EXERCISE GOAL:
Which lines in the entries below contain the string "Query", with case counting? Report each of those lines in full.

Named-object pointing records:

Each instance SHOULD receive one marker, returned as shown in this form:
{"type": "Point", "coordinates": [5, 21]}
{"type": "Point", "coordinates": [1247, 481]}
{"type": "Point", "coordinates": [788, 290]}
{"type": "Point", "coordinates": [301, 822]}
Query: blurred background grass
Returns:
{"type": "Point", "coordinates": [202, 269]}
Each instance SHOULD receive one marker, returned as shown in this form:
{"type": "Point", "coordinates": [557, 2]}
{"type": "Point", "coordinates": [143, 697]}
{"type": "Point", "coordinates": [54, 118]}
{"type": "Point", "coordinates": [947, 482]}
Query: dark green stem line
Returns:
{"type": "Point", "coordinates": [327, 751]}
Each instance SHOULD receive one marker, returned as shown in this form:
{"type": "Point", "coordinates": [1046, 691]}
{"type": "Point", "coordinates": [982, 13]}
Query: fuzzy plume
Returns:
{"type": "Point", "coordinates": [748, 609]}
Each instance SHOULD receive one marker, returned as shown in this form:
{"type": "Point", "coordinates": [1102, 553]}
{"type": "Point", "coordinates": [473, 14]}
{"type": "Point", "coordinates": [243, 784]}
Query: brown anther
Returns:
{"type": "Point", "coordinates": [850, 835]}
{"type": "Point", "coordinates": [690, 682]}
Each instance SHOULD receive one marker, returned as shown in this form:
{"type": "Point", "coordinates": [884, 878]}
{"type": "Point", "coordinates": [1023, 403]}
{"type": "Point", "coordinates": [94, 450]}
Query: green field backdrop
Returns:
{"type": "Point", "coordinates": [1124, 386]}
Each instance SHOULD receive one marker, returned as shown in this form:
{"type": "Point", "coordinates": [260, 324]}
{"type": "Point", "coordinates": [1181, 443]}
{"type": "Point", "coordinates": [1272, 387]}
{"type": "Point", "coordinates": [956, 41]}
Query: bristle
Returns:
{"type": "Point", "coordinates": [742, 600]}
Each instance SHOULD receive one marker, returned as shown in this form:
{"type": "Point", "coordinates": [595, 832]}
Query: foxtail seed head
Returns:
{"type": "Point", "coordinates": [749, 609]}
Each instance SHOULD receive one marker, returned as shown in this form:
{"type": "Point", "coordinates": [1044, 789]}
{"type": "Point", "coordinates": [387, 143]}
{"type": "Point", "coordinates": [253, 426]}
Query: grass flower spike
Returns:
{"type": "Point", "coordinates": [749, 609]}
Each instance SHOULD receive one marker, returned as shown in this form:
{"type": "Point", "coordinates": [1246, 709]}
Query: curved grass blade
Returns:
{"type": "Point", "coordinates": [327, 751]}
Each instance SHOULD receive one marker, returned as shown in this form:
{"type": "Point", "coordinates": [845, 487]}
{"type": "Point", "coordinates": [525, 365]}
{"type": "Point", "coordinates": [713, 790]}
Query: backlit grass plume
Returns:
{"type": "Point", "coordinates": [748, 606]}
* * *
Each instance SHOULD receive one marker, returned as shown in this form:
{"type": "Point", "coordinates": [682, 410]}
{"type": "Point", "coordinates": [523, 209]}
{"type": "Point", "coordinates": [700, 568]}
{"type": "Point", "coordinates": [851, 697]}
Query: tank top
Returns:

RESULT:
Query: blurred background grass
Query: dark green stem line
Query: fuzzy plume
Query: brown anther
Query: green field backdrop
Query: bristle
Query: foxtail seed head
Query: grass flower spike
Query: curved grass blade
Query: backlit grass plume
Query: tank top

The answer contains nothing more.